What you have to do ->
Below are some entries; write out each one of them exactly.

Dataset content ->
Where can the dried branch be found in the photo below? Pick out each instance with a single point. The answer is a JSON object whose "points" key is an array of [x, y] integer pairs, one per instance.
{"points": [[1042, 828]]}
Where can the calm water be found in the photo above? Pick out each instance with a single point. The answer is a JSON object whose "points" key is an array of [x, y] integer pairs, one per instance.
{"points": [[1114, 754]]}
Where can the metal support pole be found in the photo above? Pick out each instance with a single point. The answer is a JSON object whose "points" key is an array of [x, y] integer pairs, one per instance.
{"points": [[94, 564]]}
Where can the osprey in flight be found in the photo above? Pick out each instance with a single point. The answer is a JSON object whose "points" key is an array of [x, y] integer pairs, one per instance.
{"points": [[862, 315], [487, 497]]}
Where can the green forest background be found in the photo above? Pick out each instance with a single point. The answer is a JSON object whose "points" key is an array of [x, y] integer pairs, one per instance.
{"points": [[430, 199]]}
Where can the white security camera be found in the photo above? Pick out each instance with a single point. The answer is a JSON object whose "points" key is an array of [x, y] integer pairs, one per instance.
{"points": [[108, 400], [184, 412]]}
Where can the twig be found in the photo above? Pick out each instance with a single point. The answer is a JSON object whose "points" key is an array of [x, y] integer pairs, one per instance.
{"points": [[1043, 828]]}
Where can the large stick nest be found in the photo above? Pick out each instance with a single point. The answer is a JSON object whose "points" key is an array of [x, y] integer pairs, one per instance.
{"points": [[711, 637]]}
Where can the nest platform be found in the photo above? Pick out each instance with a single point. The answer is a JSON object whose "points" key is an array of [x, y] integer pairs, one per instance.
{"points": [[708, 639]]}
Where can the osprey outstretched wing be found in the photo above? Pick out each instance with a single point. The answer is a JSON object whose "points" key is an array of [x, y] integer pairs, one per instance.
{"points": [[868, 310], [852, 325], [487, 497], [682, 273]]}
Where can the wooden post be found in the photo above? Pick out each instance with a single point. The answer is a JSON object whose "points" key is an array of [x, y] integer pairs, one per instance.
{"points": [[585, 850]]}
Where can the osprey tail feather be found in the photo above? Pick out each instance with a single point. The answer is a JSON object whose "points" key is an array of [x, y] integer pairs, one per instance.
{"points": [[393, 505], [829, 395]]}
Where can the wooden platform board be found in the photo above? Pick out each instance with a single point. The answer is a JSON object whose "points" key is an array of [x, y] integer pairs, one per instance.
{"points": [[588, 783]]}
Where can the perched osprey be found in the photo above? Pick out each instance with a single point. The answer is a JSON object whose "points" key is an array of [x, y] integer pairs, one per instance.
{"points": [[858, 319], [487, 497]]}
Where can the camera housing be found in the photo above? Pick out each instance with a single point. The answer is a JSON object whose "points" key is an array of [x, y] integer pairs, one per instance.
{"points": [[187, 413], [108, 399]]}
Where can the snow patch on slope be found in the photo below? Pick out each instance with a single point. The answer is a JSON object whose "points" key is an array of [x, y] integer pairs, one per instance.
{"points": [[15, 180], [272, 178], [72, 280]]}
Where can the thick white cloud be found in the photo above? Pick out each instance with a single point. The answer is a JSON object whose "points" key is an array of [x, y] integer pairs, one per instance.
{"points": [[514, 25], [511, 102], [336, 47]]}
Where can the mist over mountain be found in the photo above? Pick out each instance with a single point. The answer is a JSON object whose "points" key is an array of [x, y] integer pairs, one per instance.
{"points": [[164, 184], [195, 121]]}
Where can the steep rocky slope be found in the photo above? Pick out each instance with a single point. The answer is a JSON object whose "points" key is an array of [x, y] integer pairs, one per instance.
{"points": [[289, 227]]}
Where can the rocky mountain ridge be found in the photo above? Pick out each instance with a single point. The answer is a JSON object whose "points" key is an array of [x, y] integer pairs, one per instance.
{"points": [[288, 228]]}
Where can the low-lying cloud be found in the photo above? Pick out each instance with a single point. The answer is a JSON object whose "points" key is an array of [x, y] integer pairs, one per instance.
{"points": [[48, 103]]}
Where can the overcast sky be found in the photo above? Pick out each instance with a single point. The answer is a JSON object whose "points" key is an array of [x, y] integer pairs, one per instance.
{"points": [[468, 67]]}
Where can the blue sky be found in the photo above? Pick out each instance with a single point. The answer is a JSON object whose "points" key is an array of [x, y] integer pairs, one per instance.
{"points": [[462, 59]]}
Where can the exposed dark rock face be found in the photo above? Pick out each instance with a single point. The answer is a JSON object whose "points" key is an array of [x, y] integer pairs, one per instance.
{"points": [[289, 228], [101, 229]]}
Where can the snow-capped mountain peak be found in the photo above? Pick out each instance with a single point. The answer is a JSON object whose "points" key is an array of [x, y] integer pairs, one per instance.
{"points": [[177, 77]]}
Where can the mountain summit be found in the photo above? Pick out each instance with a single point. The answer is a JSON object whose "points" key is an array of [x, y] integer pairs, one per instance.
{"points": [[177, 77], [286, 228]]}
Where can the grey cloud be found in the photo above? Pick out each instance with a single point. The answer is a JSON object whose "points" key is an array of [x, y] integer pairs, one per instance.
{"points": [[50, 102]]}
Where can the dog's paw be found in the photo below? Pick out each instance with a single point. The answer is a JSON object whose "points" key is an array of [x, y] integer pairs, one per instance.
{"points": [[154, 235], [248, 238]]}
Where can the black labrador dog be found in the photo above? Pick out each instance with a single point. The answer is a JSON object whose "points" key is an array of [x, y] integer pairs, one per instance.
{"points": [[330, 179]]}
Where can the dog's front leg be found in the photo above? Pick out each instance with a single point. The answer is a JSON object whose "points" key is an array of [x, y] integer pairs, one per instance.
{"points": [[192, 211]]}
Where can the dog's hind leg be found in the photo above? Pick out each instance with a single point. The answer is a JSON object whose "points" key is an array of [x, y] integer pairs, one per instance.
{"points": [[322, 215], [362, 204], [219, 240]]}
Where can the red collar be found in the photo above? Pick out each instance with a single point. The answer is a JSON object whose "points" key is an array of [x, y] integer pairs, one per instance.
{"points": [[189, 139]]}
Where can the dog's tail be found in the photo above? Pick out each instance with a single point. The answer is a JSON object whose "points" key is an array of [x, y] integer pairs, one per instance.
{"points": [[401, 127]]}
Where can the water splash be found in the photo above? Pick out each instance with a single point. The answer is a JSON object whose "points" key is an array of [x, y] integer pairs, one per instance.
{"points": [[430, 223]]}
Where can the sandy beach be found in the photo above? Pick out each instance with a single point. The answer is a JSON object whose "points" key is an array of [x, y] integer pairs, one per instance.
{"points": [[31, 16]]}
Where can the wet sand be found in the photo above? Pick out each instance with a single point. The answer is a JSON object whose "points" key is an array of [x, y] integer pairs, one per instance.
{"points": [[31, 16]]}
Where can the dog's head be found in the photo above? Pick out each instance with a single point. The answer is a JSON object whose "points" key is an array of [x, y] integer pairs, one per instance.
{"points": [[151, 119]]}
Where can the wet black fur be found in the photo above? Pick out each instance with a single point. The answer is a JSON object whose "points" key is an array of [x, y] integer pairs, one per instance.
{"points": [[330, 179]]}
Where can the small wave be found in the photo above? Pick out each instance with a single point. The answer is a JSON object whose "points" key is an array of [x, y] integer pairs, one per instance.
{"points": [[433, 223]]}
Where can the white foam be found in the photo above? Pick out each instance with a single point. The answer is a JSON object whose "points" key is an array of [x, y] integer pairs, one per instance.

Task solution ->
Where can the dried branch be found in the photo below? Pick out each instance with a single point. The answer is a JSON object whose "points" key is an array of [x, y] integer pairs, one per instance.
{"points": [[1042, 828]]}
Where can the calm water be found in the photo above? Pick out each instance with a single point. The answer is a JSON object whose "points" key is an array of [x, y] integer pairs, one per instance.
{"points": [[1114, 754]]}
Where can the metal support pole be found in the photo above? Pick out each instance with a single point. The answer is a JSON object whose "points" key is an array of [x, y] integer pairs, one per instance.
{"points": [[94, 564]]}
Where can the osprey in flight be found in the photo above? Pick out each instance with a single point. The answer is a JSON object whose "points" key is an array of [x, y] integer pairs, one per instance.
{"points": [[862, 315], [487, 497]]}
Where can the green forest background be found in the photo above? Pick out each instance with a single point. The answer is a JSON object whose "points" key is an array of [x, y] integer pairs, one per instance.
{"points": [[430, 199]]}
Where can the white security camera be found in the photo above? Pick out each instance with a single point. The answer is a JSON object whose "points" key is an array of [x, y] integer pairs, one per instance.
{"points": [[108, 400], [184, 412]]}
Where can the twig be found in the photo above? Pick out each instance with a single point. The answer is a JSON object whose "points" key is an array of [x, y] integer pairs, one per instance.
{"points": [[1043, 828]]}
Where can the large stick nest be found in the photo above? Pick out each instance with a single point. The answer is a JSON object whose "points" key is an array of [x, y] integer pairs, one per instance.
{"points": [[711, 637]]}
Where can the nest platform be found in the photo above? Pick out each instance with a single point. The answer is a JSON object whose "points" key is an array of [x, y] integer pairs, one per instance.
{"points": [[708, 639]]}
Where can the osprey outstretched wing be found in the photo above? Pick out each instance with a single point. The answer is a JSON object whose "points" key is an array of [x, y] integer pairs, one per instance.
{"points": [[868, 310], [852, 325], [487, 497], [682, 273]]}
Where can the wooden post be found in the photo above? Pick out each instance with a single point. The answer is a JSON object whose "points" key is an array of [x, y] integer pairs, one per instance.
{"points": [[585, 850]]}
Where can the osprey tail feather be found in the photo above? Pick out each instance with a single point. The answer is a JSON object whose "points" key is an array of [x, y] integer pairs, one per instance.
{"points": [[393, 505], [829, 395]]}
Where can the wooden platform board be found in the photo above? Pick out each instance with a single point. The answer is a JSON object whose "points" key is an array of [x, y] integer pairs, one per instance.
{"points": [[588, 783]]}
Where can the perched osprey be found in the photo above? Pick out each instance with a single point. The answer is a JSON object whose "points" key is an array of [x, y] integer pairs, one per instance.
{"points": [[858, 319], [487, 497]]}
Where can the camera housing be found in the photo above? Pick out each instance with a single point. The answer is a JSON object whose "points" key is an array of [x, y] integer pairs, one per instance.
{"points": [[187, 413], [108, 399]]}
Where can the snow patch on slope be found in the photo below? Pick out each instance with a single point. The answer is a JSON object whose "points" key is an array of [x, y] integer pairs, one per instance.
{"points": [[15, 180], [272, 178], [72, 280]]}
Where can the thick white cloud be found in the photo above? Pick out each instance with a single point. The answer is a JSON object whose "points" key is an array of [x, y] integer pairs, one per instance.
{"points": [[514, 25], [511, 102], [336, 47]]}
Where can the mist over mountain be found in the photo above? Pick out each instance with a single point. The answer is a JSON object whose "points" key is an array of [x, y] integer pairs, one per instance.
{"points": [[164, 184], [195, 121]]}
Where can the steep rocky slope be found in the photo above? Pick out each instance with a single point. The answer is a JSON object whose "points" key is an array of [x, y] integer pairs, one per instance.
{"points": [[289, 227]]}
Where can the rocky mountain ridge be found in the photo above? Pick out each instance with a single point. The answer is a JSON object whose "points" key is an array of [x, y] integer pairs, one per instance.
{"points": [[288, 228]]}
Where can the low-lying cloud be found in the photo above? Pick out each instance with a single point. The answer is a JSON object whose "points" key is an array of [x, y] integer pairs, one per instance.
{"points": [[48, 103]]}
Where can the overcast sky be found in the photo above? Pick out each instance with a single point. The answer is a JSON object whose "points" key is an array of [x, y] integer pairs, one per instance.
{"points": [[468, 67]]}
Where can the blue sky be found in the photo above? Pick out each instance with a single point. The answer is a JSON object whose "points" key is an array of [x, y] integer pairs, one per instance.
{"points": [[462, 59]]}
Where can the exposed dark rock face be found in the photo above? Pick out each instance with a single point. The answer is a JSON object whose "points" key is an array of [x, y] integer pairs, one per instance.
{"points": [[289, 228], [101, 229]]}
Where can the snow-capped mountain peak be found in the photo above? Pick out each instance with a single point. The answer is a JSON object whose "points" key is an array of [x, y] integer pairs, one per instance.
{"points": [[177, 77]]}
Where can the mountain summit be found in the photo above? Pick out each instance with a single point. The answer is a JSON object whose "points" key is an array of [x, y] integer pairs, one per instance.
{"points": [[177, 77], [286, 228]]}
Where can the grey cloud be found in the photo above? Pick out each instance with a single point. The answer is a JSON object whose "points" key is an array of [x, y] integer pairs, one per instance.
{"points": [[50, 102]]}
Where can the dog's paw be found in the photo below? Pick out each instance with a single point. The answer is a JSON object whose "points" key is an array of [x, y] integer pairs, one per instance.
{"points": [[154, 235], [248, 238]]}
Where can the black labrador dog be found in the photo above? Pick out each instance with a single point. The answer is a JSON object whose "points" key is an array of [x, y] integer pairs, one per instance.
{"points": [[330, 179]]}
Where can the dog's front leg be found in the photo above? Pick out each instance with a single point. The answer is a JSON object whose "points" key is an array of [x, y] integer pairs, one per instance.
{"points": [[192, 211]]}
Where can the dog's hind leg be found in the photo above? Pick out each instance with a single point. The answer is a JSON object whose "points" key is an array of [x, y] integer pairs, one per instance.
{"points": [[322, 215], [362, 204], [219, 240]]}
Where can the red collar be found in the photo above? Pick out each instance with a single point. The answer is a JSON object whose "points" key is an array of [x, y] integer pairs, one per instance.
{"points": [[189, 139]]}
Where can the dog's tail be found in the photo above? Pick out each instance with a single point. The answer is a JSON object whose "points" key is an array of [x, y] integer pairs, one per instance.
{"points": [[401, 127]]}
Where can the water splash be found in the photo above? Pick out each instance with a single point. The answer is a JSON object whose "points" key is an array of [x, y] integer pairs, one per instance.
{"points": [[430, 223]]}
Where can the sandy beach be found in the photo above? Pick out each instance with a single point. The answer is a JSON object whose "points" key is an array of [x, y] integer pairs, one per instance.
{"points": [[31, 16]]}
Where can the wet sand be found in the photo above? Pick out each instance with a single point. The answer is a JSON object whose "points" key is an array of [x, y] integer pairs, one per instance.
{"points": [[31, 16]]}
Where can the dog's head be found in the photo above? Pick out each instance with a single point. The answer is a JSON object whose "points" key is an array of [x, y] integer pairs, one per instance.
{"points": [[151, 119]]}
Where can the wet black fur be found in the photo above? Pick out each instance with a single point. The answer is a JSON object whose "points" key is an array of [x, y] integer pairs, one per instance.
{"points": [[330, 179]]}
Where can the small wave be found in the photo above? Pick out each instance with a single point. The answer is a JSON object whose "points" key is an array of [x, y] integer pairs, one per instance.
{"points": [[433, 223]]}
Where can the white foam be found in the photo above? Pick out each instance with a single point. The answer is a JSON object whose "points" key is an array of [x, y] integer pairs, one per instance.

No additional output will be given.